▸ **TRY IT**:
Drop every picture and give the entries back exactly.

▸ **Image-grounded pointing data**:
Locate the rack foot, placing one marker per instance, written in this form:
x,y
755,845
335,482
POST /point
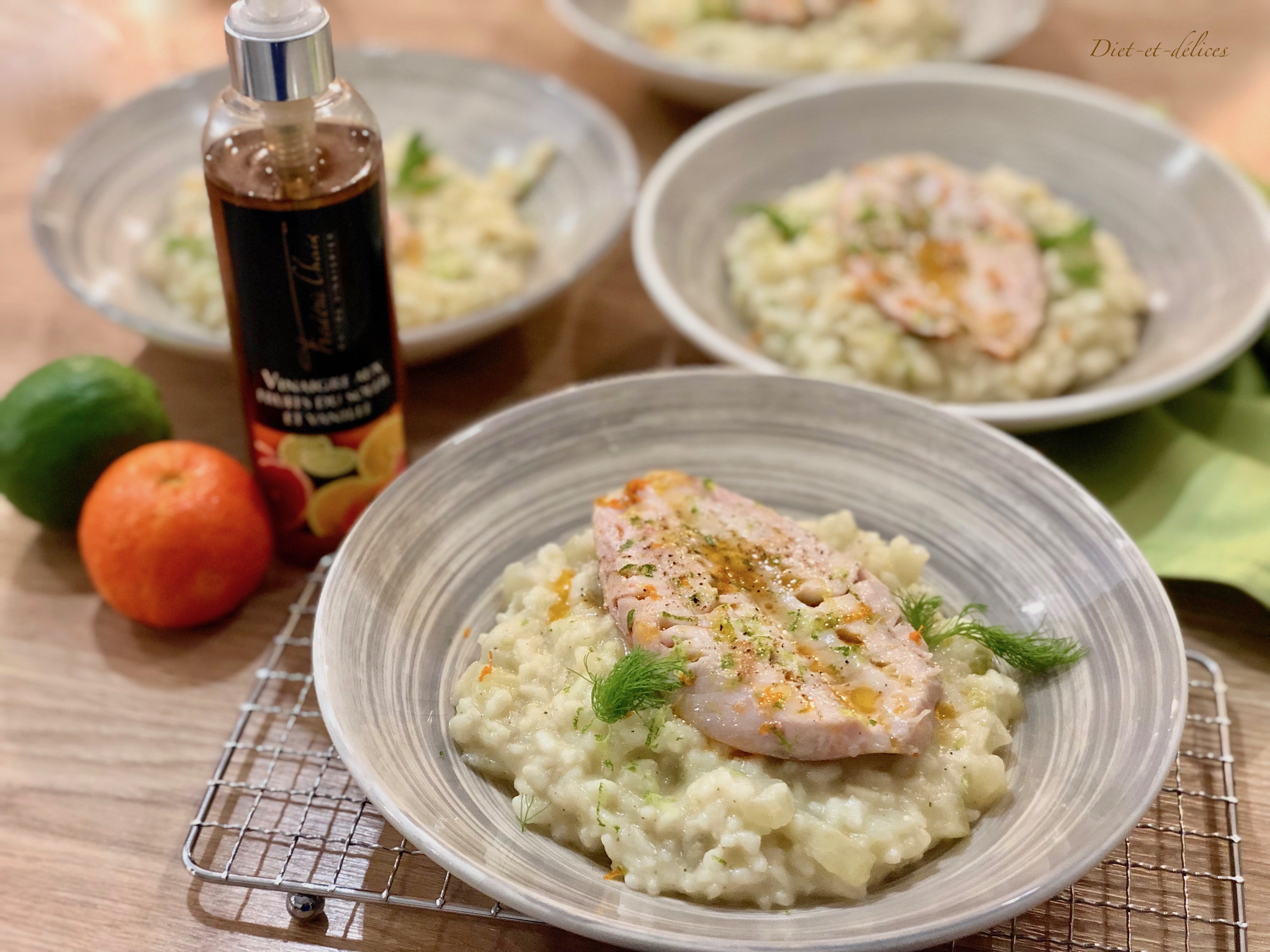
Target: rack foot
x,y
304,907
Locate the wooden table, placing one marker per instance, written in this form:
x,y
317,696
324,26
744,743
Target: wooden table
x,y
108,730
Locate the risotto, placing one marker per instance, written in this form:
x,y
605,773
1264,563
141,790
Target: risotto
x,y
861,36
673,812
458,242
792,279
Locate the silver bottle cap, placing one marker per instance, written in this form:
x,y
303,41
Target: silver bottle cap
x,y
280,51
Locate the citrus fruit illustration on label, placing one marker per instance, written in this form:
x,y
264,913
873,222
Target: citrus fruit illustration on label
x,y
317,485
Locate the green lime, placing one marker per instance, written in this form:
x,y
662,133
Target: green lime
x,y
317,456
294,445
64,424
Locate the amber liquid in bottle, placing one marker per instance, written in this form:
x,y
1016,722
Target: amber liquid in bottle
x,y
300,238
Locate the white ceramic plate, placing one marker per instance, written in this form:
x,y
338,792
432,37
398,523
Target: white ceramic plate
x,y
988,30
1004,527
1193,228
105,193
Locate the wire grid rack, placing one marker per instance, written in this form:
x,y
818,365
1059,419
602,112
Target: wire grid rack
x,y
283,813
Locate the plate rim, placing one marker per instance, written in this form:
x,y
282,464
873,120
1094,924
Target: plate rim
x,y
473,873
1019,417
436,338
643,56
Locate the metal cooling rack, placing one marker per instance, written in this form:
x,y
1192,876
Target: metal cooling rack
x,y
283,813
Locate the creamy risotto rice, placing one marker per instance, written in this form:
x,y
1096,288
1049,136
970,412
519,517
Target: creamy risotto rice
x,y
456,243
673,812
864,35
806,309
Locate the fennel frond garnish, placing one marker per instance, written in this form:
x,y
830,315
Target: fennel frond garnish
x,y
1033,652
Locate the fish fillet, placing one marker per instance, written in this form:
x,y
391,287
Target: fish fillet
x,y
794,650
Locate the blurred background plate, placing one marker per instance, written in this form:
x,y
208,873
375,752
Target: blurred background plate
x,y
105,193
1196,229
1004,527
988,30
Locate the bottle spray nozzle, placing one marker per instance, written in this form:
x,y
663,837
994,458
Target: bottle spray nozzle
x,y
280,50
275,20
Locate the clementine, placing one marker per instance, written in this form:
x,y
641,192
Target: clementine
x,y
176,535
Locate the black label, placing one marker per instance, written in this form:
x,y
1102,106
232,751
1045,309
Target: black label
x,y
314,311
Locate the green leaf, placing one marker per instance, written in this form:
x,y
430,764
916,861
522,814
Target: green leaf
x,y
788,230
1076,253
1084,275
642,681
196,247
1078,238
1033,652
417,156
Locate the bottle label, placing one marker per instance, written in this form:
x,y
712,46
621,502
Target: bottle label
x,y
317,333
314,309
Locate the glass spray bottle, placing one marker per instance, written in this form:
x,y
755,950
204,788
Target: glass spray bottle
x,y
295,174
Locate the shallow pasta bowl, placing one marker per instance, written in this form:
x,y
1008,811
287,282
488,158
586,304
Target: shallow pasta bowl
x,y
1196,230
105,193
1004,527
988,28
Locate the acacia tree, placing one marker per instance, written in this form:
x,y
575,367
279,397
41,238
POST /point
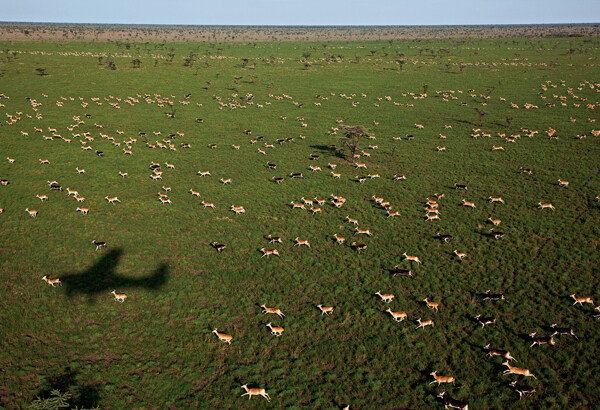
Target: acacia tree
x,y
350,143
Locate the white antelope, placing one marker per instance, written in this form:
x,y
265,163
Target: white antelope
x,y
441,379
397,316
275,330
52,282
274,311
516,370
119,297
411,258
386,298
223,337
255,392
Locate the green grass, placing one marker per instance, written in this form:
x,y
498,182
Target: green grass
x,y
157,349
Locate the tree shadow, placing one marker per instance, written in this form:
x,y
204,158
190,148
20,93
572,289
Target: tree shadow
x,y
102,279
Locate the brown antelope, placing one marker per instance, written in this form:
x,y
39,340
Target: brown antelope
x,y
301,242
275,331
516,370
397,316
422,324
255,392
495,352
582,300
431,305
544,206
495,222
339,239
441,379
269,252
325,310
386,298
52,282
274,311
468,203
119,297
411,258
222,336
461,255
32,213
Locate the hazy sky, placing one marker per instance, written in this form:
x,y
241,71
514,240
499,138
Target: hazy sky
x,y
303,12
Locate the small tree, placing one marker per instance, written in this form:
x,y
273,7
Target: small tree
x,y
350,143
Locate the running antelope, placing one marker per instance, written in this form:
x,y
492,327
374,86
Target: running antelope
x,y
544,206
325,310
582,300
397,316
52,282
441,379
119,297
274,311
275,331
516,370
423,324
386,298
222,336
255,392
411,258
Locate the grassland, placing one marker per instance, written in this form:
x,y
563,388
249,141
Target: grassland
x,y
156,350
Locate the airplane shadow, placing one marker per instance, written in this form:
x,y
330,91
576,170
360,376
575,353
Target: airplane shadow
x,y
101,278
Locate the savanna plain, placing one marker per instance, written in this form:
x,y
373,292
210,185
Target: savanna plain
x,y
512,121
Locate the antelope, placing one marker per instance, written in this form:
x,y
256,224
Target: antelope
x,y
255,392
495,352
541,340
516,370
269,252
385,298
274,311
362,231
484,321
441,379
452,403
301,242
411,258
99,244
325,310
522,390
222,336
52,282
582,300
119,297
423,324
461,255
32,213
397,316
275,331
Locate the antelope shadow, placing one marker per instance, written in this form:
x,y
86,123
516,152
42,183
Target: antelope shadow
x,y
101,278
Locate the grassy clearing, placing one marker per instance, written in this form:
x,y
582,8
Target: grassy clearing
x,y
157,349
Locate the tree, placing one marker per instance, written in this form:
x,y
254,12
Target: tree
x,y
350,143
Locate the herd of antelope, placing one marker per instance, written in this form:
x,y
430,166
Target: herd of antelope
x,y
316,205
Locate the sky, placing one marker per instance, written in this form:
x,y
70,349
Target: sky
x,y
303,12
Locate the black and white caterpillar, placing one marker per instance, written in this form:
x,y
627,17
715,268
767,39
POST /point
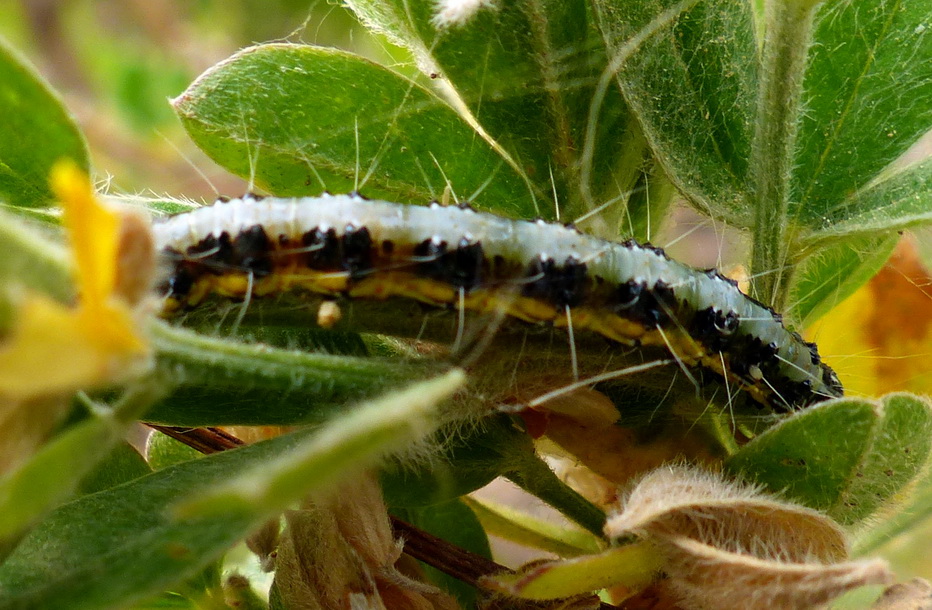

▸ **OUTPUT**:
Locate the rack foot, placing one marker per instance, written in this form:
x,y
755,845
335,482
POST /point
Target: rack foot
x,y
304,907
Locate the wooden table, placing one marker per instance, written in this form:
x,y
317,696
324,26
744,743
Target: wooden table
x,y
108,730
Locate the risotto, placing one marker per instance, written in this form:
x,y
605,773
1264,563
141,790
Target: risotto
x,y
861,36
673,812
458,242
792,279
Locate the silver bottle cap, placing one marker per instance, written in this form:
x,y
303,41
Target: silver bottle cap
x,y
280,51
Locate the citrus fruit illustration on label, placing one marker per instance, written in this form:
x,y
264,913
873,222
Target: citrus fruit illustration on label
x,y
317,485
Locate the green lime, placing one marker per instance, written in this form:
x,y
662,133
Target: green lime
x,y
317,456
294,445
64,424
Locate the amber liquid in bottle, placing one marker per instance, written in this form:
x,y
1016,722
Target: amber liquid in bottle
x,y
300,238
Locate the white ceramic plate, placing one marker per instance, written in this form:
x,y
338,792
432,37
398,523
Target: white ceramic plate
x,y
988,30
1004,527
1193,228
105,193
Locate the wire grid rack, placing one marker per instance, written in this form:
x,y
818,365
1059,419
602,112
Target: wire grid rack
x,y
283,813
Locate the plate rim, placing one marker per instance, written in this form:
x,y
282,464
873,120
1094,924
Target: plate rim
x,y
473,873
1019,417
436,338
643,56
Locate the metal cooling rack, placing one marker per instance, written in this form:
x,y
1192,876
Target: metal cooling rack
x,y
283,813
Locate the creamy risotto rice, placing one marker per instance, written in this form:
x,y
1096,288
1049,136
970,412
519,517
Target: creamy risotto rice
x,y
456,243
673,812
864,35
806,309
Locate the fennel frond garnish, placing one marker per instance, written in this form:
x,y
830,315
Target: fennel frond garnish
x,y
1033,652
Locate the fish fillet, placing one marker per instance, written in this form:
x,y
391,287
Target: fish fillet
x,y
794,650
Locate the blurred background plate, placing one marker per instance, written in this form:
x,y
208,873
375,752
Target: blurred background plate
x,y
105,193
1196,229
1004,527
988,30
Locate the bottle spray nozzle, placing one marker per instance, written in this form:
x,y
663,837
994,458
Target: bottle spray nozzle
x,y
280,50
275,20
Locate the clementine, placing one marker per instance, written in this form:
x,y
641,192
Target: clementine
x,y
176,535
Locate the black label, placing one marker per instance, written in this form:
x,y
1102,106
232,751
1045,309
Target: black label
x,y
314,311
Locate the green leaf, placing one marker per instance, written in this form:
x,y
430,764
916,861
522,814
Target: green leaf
x,y
788,230
1076,253
1084,275
642,681
196,247
1078,238
1033,652
417,156
Locate the bottle label, placing one marker per instance, written in this form:
x,y
712,46
621,502
Target: bottle label
x,y
317,333
314,309
Locate the glass spray bottle, placing one marker per instance, written in this form:
x,y
755,950
204,788
Target: glass spray bottle
x,y
295,174
Locate the shallow pasta bowl, placing one marker per instance, written in this form:
x,y
1008,811
287,282
488,158
586,304
Target: shallow pasta bowl
x,y
1196,230
105,193
1004,527
988,28
Locate the acacia tree, placing one marker per instance, written in this form:
x,y
575,367
279,397
41,238
POST /point
Target: acacia tree
x,y
350,143
Locate the white antelope, placing one marker per instance, written in this form:
x,y
265,163
Target: white antelope
x,y
441,379
397,316
275,330
52,282
274,311
516,370
119,297
411,258
386,298
223,337
255,392
Locate the green grass, placing one marker per instance, written in this form:
x,y
498,182
Target: green grass
x,y
157,349
Locate the tree shadow, placing one marker per instance, written in this form:
x,y
204,158
190,148
20,93
572,289
Target: tree shadow
x,y
102,279
Locate the brown antelope, placing one marker per instance, written in this form:
x,y
39,340
Target: brown antelope
x,y
301,242
275,331
516,370
397,316
422,324
255,392
495,352
582,300
431,305
544,206
495,222
339,239
441,379
269,252
325,310
386,298
52,282
274,311
468,203
119,297
411,258
222,336
461,255
32,213
Locate the hazy sky, placing one marker per instance, written in this form:
x,y
241,71
514,240
499,138
Target: hazy sky
x,y
303,12
Locate the small tree, placing one marker per instance, written in this form:
x,y
273,7
Target: small tree
x,y
350,143
Locate the running antelope, placing one marker per instance, written in this form:
x,y
492,327
374,86
Target: running antelope
x,y
544,206
325,310
582,300
397,316
52,282
441,379
119,297
274,311
275,331
516,370
423,324
386,298
222,336
255,392
411,258
Locate the grassland, placing one marker per instance, written in this form:
x,y
563,388
249,141
Target: grassland
x,y
156,350
Locate the airplane shadow, placing one marker per instance, written in this form:
x,y
330,91
576,170
360,376
575,353
Target: airplane shadow
x,y
101,278
Locate the savanna plain, placing one marker per instance, written in this form:
x,y
373,292
210,185
Target: savanna plain
x,y
512,121
Locate the antelope, placing one marker per instance, written in this form:
x,y
256,224
Target: antelope
x,y
255,392
495,352
541,340
516,370
269,252
385,298
274,311
362,231
484,321
441,379
452,403
301,242
411,258
99,244
325,310
522,390
222,336
52,282
582,300
119,297
423,324
461,255
32,213
397,316
275,331
Locate the antelope shadow, placing one marker per instance, written in this form:
x,y
86,123
516,152
42,183
Target: antelope shadow
x,y
101,278
Locate the grassy clearing, placing one marker per instance, written in this form:
x,y
582,8
Target: grassy clearing
x,y
157,349
Locate the tree, placing one marker per instance, written in this form:
x,y
254,12
Target: tree
x,y
350,143
Locate the herd of antelope, placing one marker per instance, written in this form:
x,y
430,166
Target: herd of antelope
x,y
316,205
Locate the sky, placing one marker per instance, written in this form:
x,y
70,349
Target: sky
x,y
303,12
Locate the black and white caterpillar, placing one marker per instance, written in this form:
x,y
627,17
715,268
767,39
POST /point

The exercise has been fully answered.